Reading passage —
Analyzing the Matchups

The next step is to understand what exactly is correlated with going up and down the ladder. Given the data I’ve extracted, I can’t look at every possible set of a Pokemon, but I can at least maybe get a sense of which Pokemon are problematic for me and which team changes have been beneficial.

I won’t go into the details of this model build here, but I make a few brief points for those interested. One is that I had only 188 matches, which seems like a lot but for data analysis really isn’t. We’ll be painting with broad strokes and in a technical sense will be using a horseshoe prior on the logistic regression coefficients which will give us good regularization. I also did a lot of hand-wringing over whether or not to adjust for opponent difficulty. I tried a model using the log-odds of the elo-implied win probability but at the end of the day it just didn’t make a difference empirically.

Sorry I got a bit lazy with polishing this graphic, so hope you can read it:

hide
knitr::include_graphics(here::here('team-matchups.png'))

With so few matches, there’s not really publishable statistical evidence here, but I did highlight some extremes in the graphic above. The coefficient represents the effect on the log-odds of my win probability, so greater than zero means more likely to win and negative more likely to lose. The strongest matchups in favor of my team were opponents having Thundurus, Landorus, or Dialga. Me adding Kartana to my team also increased my win probability. On the other hand, I have negative matchups into Palkia and Reshiram as well as some trick room teams (not shown). One noteable zero coefficient here is Zacian. There’s just no evidence that Zacian makes a matchup harder for my Kyurem team and I have indeed found that to be the case. He definitely needs to be respected, but he does not shut down the team as many think (at least not directly as there are costs in preparing for him).

Aim 1 — Copy the records word for word, starting at the line that contains "Practice step: put one dot on every instance of the cast" and ending at the last line of the records, and leave the pictures out of your answer.

Source material —
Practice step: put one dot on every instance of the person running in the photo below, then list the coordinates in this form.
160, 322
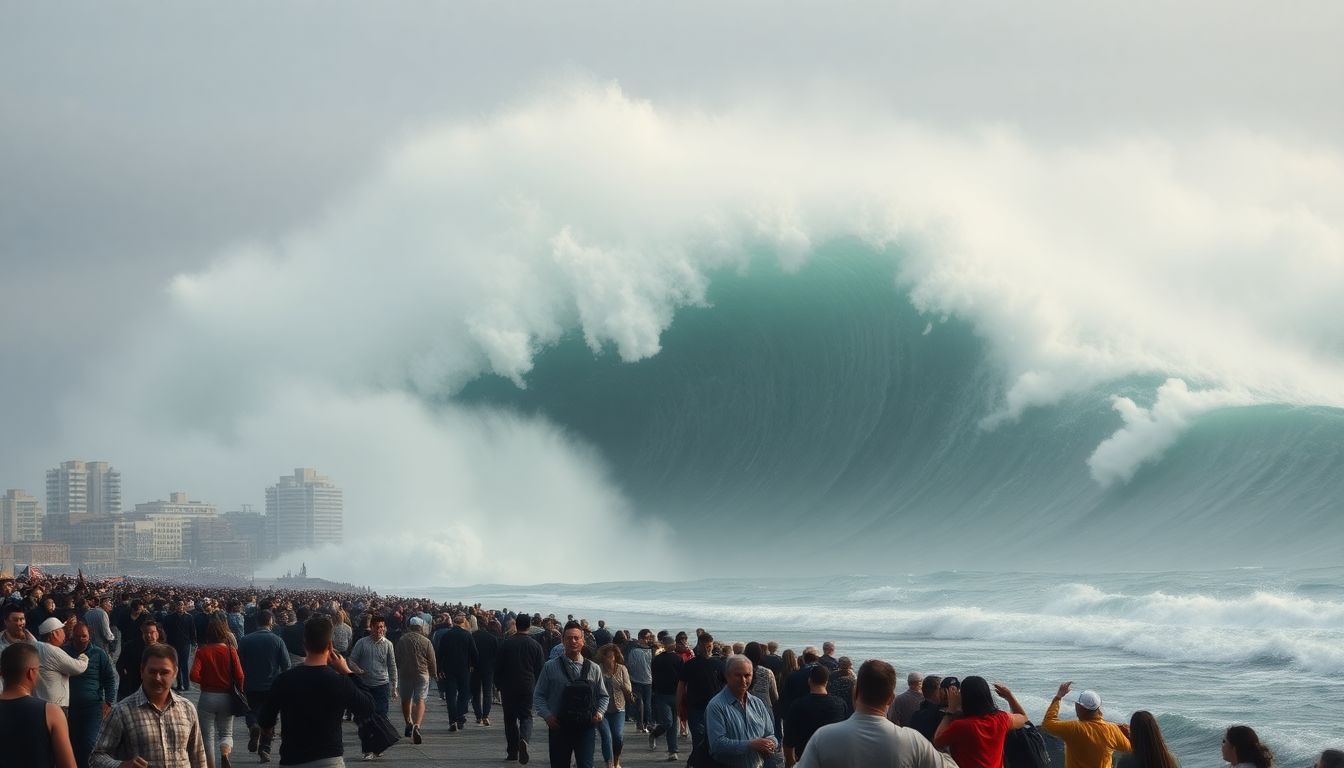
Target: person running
264, 658
516, 666
973, 729
312, 700
217, 669
153, 726
1243, 749
571, 700
1089, 741
32, 732
867, 739
1148, 748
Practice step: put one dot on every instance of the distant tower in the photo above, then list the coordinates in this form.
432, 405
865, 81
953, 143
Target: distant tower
304, 510
84, 487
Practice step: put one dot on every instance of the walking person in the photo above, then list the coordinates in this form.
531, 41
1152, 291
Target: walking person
92, 693
153, 725
32, 732
616, 678
264, 658
217, 669
516, 667
312, 700
415, 667
570, 697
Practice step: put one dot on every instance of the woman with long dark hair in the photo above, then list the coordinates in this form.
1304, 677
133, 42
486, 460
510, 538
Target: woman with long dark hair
975, 729
1243, 749
1148, 747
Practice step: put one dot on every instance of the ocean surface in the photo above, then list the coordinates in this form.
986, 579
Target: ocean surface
1200, 650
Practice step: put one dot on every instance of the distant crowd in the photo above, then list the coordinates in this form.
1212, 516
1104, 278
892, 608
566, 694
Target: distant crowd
93, 674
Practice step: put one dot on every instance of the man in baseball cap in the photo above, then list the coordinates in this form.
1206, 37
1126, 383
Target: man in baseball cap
1089, 741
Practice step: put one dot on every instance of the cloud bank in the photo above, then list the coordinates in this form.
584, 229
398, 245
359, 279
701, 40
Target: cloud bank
1218, 261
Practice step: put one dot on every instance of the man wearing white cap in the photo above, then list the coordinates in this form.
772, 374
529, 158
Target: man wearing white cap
1089, 741
415, 666
57, 665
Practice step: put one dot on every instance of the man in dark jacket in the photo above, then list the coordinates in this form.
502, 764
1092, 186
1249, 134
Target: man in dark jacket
180, 632
520, 659
264, 657
483, 675
456, 654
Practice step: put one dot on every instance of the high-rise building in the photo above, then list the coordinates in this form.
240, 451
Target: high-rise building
20, 517
84, 487
305, 510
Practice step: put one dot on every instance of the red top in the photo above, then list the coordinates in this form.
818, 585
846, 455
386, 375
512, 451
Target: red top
976, 741
217, 669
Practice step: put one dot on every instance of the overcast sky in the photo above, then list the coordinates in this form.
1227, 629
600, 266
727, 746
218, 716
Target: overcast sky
139, 140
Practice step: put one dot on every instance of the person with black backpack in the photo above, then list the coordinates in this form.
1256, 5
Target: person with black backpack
570, 697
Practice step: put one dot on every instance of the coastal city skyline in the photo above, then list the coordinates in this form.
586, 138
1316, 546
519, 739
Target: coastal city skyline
81, 525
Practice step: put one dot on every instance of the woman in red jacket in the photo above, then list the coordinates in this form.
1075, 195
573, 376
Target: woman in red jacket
217, 670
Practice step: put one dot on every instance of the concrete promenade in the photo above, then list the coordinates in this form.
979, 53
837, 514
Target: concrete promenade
477, 745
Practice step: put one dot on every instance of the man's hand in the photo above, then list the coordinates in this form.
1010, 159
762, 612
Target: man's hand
764, 745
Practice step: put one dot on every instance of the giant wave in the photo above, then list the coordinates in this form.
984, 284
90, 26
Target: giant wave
825, 402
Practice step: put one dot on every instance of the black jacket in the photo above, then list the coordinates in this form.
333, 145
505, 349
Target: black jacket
519, 662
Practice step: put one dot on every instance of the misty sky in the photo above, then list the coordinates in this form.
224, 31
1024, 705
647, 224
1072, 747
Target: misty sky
140, 141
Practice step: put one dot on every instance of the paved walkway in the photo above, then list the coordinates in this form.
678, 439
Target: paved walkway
477, 745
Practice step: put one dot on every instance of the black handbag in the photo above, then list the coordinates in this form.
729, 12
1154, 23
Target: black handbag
238, 704
376, 733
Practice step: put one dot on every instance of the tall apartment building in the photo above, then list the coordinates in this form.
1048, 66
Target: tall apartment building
305, 510
20, 517
84, 487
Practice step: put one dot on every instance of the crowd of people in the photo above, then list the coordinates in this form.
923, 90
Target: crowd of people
93, 674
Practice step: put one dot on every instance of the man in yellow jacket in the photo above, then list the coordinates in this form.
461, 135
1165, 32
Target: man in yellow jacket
1089, 741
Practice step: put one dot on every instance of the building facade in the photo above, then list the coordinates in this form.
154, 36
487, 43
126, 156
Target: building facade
305, 510
20, 517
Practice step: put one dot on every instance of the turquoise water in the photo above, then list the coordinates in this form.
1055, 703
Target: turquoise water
1200, 650
824, 402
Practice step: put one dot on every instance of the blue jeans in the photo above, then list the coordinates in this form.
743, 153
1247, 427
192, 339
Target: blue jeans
664, 706
695, 717
613, 737
457, 692
85, 722
644, 694
571, 741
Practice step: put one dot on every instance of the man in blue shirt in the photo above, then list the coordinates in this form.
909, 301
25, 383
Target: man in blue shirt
570, 737
738, 725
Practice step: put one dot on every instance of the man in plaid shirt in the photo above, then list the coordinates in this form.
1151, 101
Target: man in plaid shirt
152, 726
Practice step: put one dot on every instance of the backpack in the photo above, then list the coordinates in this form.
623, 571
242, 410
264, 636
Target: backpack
578, 702
1026, 748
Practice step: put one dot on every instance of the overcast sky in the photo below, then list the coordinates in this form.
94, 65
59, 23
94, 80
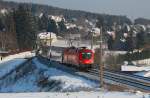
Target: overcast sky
130, 8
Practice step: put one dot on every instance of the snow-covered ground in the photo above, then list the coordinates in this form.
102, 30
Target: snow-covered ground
68, 82
101, 94
64, 81
19, 55
6, 67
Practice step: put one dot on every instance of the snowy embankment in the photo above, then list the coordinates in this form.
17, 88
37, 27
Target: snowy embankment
19, 55
75, 95
11, 62
8, 66
68, 82
143, 74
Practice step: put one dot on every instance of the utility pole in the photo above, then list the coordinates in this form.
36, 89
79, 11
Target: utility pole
50, 45
101, 61
92, 40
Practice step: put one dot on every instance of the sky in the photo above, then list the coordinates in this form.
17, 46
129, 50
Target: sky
131, 8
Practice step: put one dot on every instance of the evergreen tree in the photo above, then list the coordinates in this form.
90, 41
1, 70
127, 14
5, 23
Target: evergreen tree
52, 27
25, 27
43, 22
140, 40
62, 26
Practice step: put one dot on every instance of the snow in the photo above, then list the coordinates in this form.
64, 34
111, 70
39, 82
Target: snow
6, 67
68, 81
144, 74
75, 95
25, 84
19, 55
134, 68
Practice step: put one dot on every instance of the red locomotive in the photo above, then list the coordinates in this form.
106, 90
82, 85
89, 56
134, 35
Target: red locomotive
79, 57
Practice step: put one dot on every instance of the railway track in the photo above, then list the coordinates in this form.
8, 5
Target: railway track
124, 79
117, 78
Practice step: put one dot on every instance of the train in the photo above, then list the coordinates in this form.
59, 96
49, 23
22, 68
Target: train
78, 57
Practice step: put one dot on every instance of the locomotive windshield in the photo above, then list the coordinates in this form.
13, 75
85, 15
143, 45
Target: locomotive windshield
86, 55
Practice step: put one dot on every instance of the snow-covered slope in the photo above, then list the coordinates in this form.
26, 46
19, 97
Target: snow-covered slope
19, 55
75, 95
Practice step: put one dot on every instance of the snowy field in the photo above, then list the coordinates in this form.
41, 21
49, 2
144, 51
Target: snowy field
6, 67
101, 94
56, 80
19, 55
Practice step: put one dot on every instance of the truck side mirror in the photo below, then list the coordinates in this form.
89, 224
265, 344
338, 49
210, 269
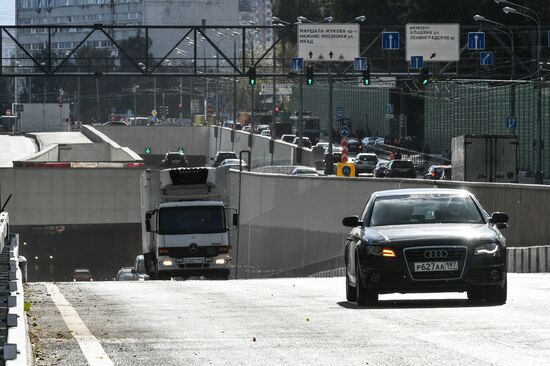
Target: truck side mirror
148, 216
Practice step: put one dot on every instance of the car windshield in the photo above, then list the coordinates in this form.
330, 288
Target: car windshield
189, 220
175, 157
367, 158
423, 209
233, 162
402, 164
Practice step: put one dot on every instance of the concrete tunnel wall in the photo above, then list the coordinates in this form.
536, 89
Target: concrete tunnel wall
52, 196
291, 226
160, 138
283, 153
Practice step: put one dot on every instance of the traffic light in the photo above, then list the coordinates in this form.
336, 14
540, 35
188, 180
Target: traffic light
425, 76
309, 75
252, 76
366, 77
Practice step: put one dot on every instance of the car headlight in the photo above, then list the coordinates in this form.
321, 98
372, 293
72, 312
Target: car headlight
490, 248
380, 251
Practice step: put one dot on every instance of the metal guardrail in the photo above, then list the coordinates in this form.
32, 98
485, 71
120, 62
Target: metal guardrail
14, 344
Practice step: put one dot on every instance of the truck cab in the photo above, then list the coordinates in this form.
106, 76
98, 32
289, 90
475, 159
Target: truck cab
186, 225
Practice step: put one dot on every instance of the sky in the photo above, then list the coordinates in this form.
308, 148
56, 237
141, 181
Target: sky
7, 12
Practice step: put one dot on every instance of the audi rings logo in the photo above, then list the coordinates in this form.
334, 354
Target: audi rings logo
435, 254
193, 248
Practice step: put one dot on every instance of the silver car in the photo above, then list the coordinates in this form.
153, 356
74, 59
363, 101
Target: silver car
365, 163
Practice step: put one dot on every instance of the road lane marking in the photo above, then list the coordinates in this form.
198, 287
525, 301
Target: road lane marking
90, 346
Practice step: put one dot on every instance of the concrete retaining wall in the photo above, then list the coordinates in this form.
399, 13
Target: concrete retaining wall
292, 226
160, 139
283, 153
52, 196
50, 153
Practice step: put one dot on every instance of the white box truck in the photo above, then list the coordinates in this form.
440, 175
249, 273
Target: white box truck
485, 158
185, 230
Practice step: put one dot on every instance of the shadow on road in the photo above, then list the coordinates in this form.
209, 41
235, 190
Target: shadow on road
407, 304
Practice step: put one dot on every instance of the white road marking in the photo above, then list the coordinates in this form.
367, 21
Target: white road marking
90, 346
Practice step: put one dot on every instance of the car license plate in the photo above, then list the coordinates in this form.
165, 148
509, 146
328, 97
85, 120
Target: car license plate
193, 260
435, 266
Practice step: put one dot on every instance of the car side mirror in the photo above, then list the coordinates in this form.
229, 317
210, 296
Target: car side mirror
498, 218
352, 221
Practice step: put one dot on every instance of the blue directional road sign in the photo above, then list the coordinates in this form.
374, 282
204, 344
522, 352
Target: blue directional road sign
485, 58
476, 41
390, 40
511, 122
360, 64
417, 62
297, 64
344, 131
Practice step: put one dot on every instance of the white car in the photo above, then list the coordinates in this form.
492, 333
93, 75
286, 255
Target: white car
306, 142
234, 163
305, 171
261, 128
288, 138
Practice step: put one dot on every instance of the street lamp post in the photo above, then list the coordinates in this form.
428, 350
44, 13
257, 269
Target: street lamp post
535, 18
134, 90
504, 29
499, 27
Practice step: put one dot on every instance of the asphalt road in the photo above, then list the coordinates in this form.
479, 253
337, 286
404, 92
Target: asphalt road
283, 322
15, 148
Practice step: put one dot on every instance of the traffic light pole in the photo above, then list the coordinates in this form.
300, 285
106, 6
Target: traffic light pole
300, 121
329, 163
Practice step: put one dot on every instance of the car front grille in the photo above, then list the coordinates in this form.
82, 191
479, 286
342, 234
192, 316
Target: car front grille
418, 254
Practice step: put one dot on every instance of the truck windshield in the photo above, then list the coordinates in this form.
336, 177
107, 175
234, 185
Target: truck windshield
191, 220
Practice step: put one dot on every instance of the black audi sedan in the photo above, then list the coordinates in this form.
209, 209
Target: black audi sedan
425, 240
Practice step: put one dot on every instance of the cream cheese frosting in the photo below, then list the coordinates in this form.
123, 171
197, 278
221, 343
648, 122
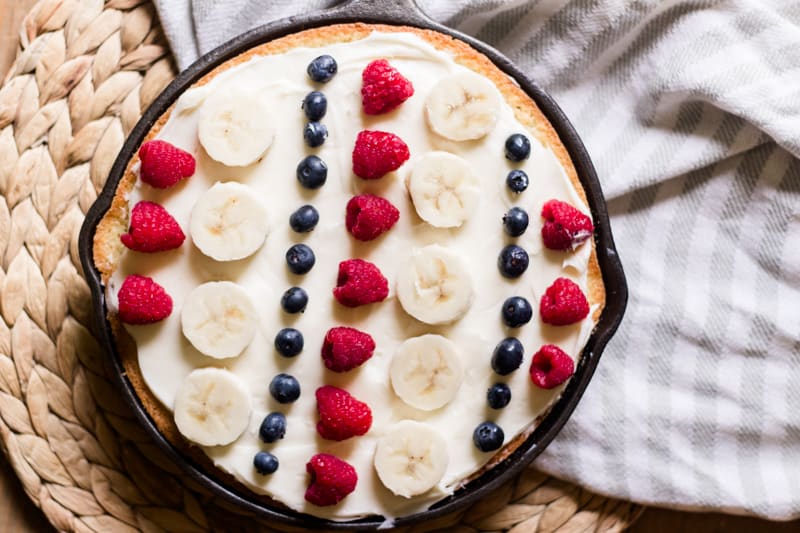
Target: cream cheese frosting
280, 81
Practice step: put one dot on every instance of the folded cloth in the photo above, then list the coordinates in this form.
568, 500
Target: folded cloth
691, 111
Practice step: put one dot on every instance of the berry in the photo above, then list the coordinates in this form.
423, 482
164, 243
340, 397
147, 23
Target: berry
383, 88
312, 172
516, 312
360, 282
370, 216
164, 165
289, 342
142, 301
512, 261
377, 153
346, 348
551, 367
498, 395
300, 258
488, 436
315, 133
315, 105
340, 415
265, 463
331, 479
294, 300
563, 303
564, 226
284, 388
322, 69
273, 427
515, 222
517, 180
304, 219
518, 147
152, 229
507, 356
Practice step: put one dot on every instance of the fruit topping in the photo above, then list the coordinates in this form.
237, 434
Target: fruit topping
383, 88
341, 416
370, 216
359, 283
507, 356
164, 165
563, 303
143, 301
377, 153
564, 226
331, 480
346, 348
551, 366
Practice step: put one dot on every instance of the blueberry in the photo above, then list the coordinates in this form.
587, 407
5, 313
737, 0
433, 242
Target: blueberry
512, 261
300, 258
289, 342
322, 68
515, 222
294, 300
517, 181
488, 436
315, 105
284, 388
507, 356
304, 219
265, 463
498, 395
312, 172
315, 133
518, 147
517, 311
273, 427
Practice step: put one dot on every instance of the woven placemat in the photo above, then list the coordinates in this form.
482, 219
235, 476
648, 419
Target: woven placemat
84, 73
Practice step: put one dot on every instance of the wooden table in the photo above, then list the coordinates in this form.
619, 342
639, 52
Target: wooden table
19, 514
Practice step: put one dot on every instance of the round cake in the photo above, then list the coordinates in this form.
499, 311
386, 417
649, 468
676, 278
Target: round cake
350, 269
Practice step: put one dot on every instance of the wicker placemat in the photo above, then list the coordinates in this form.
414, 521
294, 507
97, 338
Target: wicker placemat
85, 71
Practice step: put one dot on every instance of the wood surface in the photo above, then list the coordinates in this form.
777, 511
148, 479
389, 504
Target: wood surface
19, 514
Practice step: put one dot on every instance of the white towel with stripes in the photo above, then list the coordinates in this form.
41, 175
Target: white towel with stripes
691, 112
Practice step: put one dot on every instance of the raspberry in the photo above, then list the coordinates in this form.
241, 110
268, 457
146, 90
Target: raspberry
565, 227
383, 88
377, 153
164, 165
346, 348
152, 229
370, 216
143, 301
563, 303
331, 479
340, 415
551, 367
359, 283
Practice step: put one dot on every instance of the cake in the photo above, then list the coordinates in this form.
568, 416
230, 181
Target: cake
350, 269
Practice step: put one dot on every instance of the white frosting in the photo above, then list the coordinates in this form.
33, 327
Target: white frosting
166, 357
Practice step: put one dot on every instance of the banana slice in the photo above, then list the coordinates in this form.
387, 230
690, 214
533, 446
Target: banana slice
426, 371
435, 286
228, 222
219, 319
235, 127
444, 189
411, 458
463, 107
212, 407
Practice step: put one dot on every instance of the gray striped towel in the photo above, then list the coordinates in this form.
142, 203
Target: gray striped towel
691, 111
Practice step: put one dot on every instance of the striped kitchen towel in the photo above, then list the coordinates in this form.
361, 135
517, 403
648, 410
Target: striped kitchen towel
691, 111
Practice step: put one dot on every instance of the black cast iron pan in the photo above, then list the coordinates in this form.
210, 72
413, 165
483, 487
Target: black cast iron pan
397, 12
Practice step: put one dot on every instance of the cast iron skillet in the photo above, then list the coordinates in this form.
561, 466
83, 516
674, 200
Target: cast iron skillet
398, 12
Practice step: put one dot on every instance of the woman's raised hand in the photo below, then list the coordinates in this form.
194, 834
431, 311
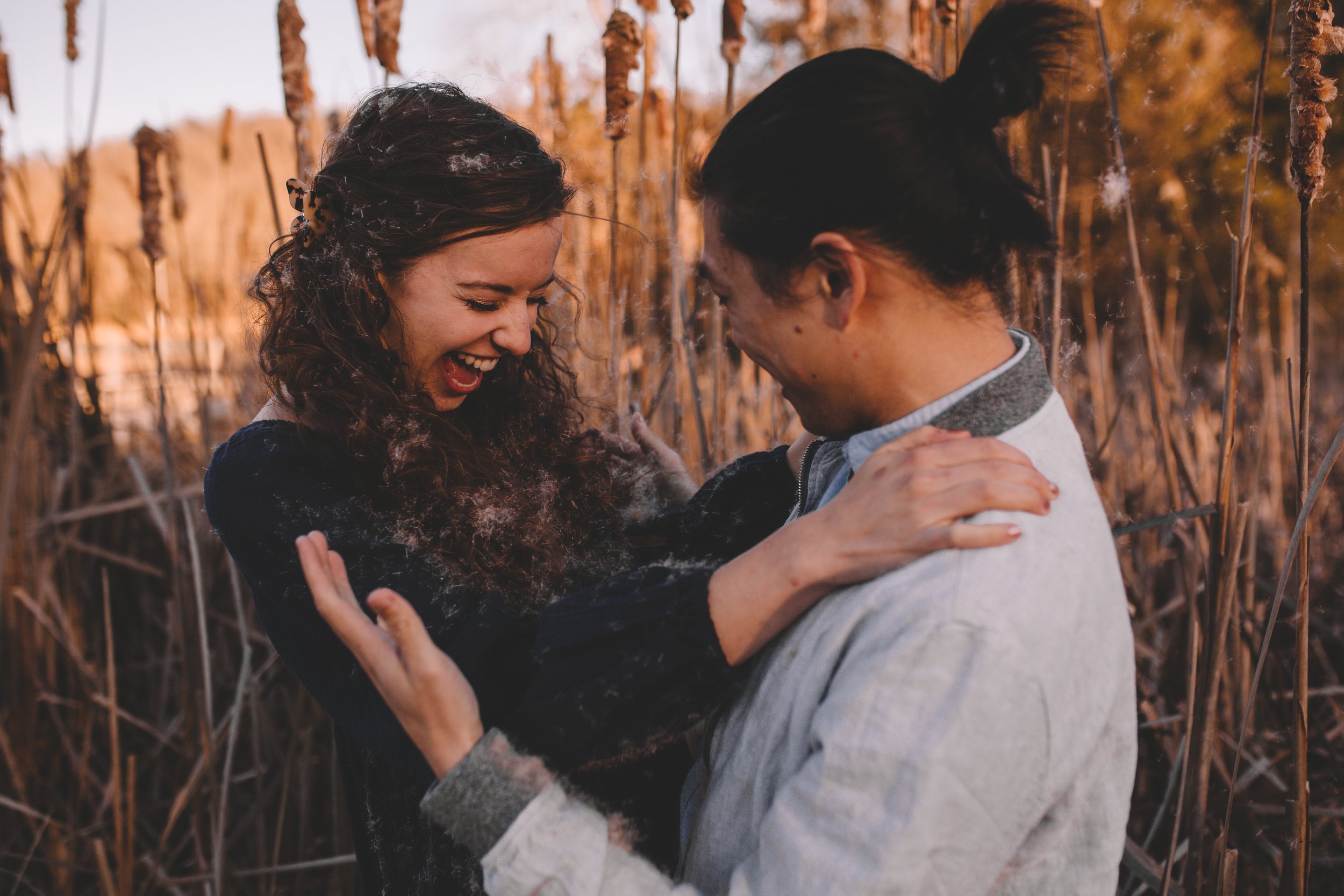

Aim 2 — Continue the write-up on analyzing Pokemon team matchups from the point where it stops.

Written reply 1 —
Practice step: put one dot on every instance of the cast iron skillet in the photo above, then list the coordinates in this form.
561, 466
83, 516
674, 200
Target: cast iron skillet
398, 12
Practice step: put one dot on every instance of the woman's raised hand in the photo below, then list the coordinates in this form.
194, 834
431, 311

Written reply 2 —
My conclusions are to keep Kartana on the team and to find something to help in my dragon matchups. This was probably because I had been running Protect/Freeze-Dry/Blizzard/Earth Power on Kyurem. In theory I thought Freeze-dry would give me a strong matchup into Palkia since it’s 4x, but the reality is it’s hard to position that move out of dynamax, especially with all the redirection Palkia now gets. Probably I should start running Draco Meteor instead so I can have a good move into the dragons.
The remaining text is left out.